-- start of Given data --

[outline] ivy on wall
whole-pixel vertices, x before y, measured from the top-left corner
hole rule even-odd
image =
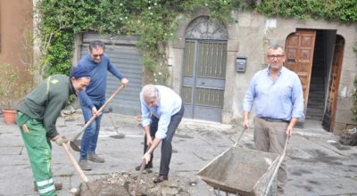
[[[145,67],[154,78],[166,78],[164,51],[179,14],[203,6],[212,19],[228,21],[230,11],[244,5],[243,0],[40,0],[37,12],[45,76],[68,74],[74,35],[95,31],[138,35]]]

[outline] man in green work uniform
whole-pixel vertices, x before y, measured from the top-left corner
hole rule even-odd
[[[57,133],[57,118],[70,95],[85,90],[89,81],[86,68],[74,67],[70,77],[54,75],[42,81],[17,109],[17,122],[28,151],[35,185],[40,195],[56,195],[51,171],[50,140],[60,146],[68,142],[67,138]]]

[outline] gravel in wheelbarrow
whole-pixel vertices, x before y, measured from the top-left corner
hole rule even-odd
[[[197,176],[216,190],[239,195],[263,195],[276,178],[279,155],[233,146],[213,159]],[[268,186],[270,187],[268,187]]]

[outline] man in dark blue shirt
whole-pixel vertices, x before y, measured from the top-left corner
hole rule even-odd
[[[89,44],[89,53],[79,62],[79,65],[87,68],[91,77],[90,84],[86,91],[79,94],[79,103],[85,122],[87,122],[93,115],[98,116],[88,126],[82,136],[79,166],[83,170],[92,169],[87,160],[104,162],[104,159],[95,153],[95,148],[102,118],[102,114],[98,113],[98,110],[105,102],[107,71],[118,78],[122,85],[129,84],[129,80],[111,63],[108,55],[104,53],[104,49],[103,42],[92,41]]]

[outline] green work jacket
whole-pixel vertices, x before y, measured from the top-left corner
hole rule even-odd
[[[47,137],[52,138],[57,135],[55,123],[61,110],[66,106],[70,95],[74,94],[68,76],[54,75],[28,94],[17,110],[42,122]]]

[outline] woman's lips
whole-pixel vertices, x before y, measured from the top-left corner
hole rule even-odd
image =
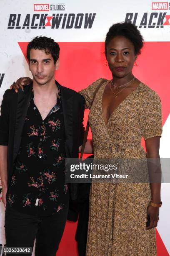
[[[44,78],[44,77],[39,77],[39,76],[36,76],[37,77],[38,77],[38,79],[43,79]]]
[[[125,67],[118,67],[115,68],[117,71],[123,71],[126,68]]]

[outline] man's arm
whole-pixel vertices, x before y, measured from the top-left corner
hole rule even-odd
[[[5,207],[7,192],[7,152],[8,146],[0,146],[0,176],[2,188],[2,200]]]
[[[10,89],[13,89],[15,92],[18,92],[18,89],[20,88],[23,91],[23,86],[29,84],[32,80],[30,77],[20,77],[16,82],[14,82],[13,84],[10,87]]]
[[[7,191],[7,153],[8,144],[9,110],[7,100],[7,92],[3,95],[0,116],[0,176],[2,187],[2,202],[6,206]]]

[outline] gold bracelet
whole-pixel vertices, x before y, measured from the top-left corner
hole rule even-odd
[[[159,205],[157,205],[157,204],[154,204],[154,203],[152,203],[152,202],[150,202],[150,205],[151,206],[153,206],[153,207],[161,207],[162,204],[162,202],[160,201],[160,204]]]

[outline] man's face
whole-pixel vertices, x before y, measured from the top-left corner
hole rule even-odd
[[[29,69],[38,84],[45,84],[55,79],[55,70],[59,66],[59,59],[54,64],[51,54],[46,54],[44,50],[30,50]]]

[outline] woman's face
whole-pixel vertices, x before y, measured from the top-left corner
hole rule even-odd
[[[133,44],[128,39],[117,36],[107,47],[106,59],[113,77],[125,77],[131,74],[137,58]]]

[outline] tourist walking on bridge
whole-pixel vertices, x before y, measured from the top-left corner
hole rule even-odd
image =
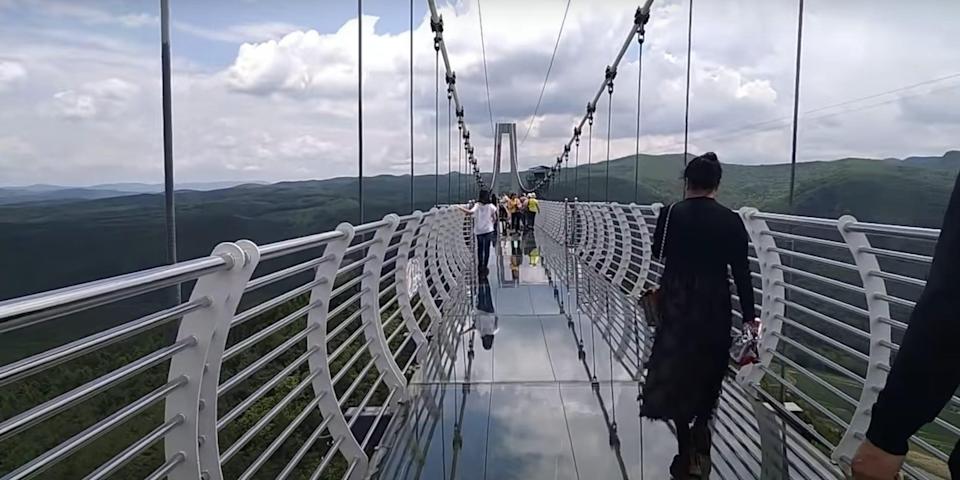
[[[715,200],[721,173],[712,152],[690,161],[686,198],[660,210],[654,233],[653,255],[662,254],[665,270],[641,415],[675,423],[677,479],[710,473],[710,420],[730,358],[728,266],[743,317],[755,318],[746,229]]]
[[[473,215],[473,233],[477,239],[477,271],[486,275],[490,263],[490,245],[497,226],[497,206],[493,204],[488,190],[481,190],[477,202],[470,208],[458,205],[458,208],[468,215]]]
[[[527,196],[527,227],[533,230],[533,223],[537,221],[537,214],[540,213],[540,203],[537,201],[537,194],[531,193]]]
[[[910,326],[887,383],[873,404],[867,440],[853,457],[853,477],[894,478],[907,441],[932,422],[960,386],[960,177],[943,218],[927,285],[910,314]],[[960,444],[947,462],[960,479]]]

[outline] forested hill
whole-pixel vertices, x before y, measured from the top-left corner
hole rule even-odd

-- end of Given data --

**What the task requires:** Copy out the data from the line containing "[outline] green work jacket" through the line containing "[[[125,67],[118,67],[115,68],[117,71],[123,71],[126,68]]]", keeping both of those lines. Omit the pictures.

**Task result:**
[outline] green work jacket
whole-pixel vertices, x before y, measured from the top-left corner
hole rule even-odd
[[[47,137],[52,138],[57,135],[55,123],[61,110],[66,106],[70,95],[74,94],[68,76],[54,75],[28,94],[17,110],[42,122]]]

[outline] woman's lips
whole-pixel vertices, x before y, measured from the top-left corner
hole rule even-odd
image =
[[[44,78],[44,77],[39,77],[39,76],[36,76],[37,77],[38,77],[38,79],[43,79]]]
[[[125,67],[118,67],[115,68],[117,71],[123,71],[126,68]]]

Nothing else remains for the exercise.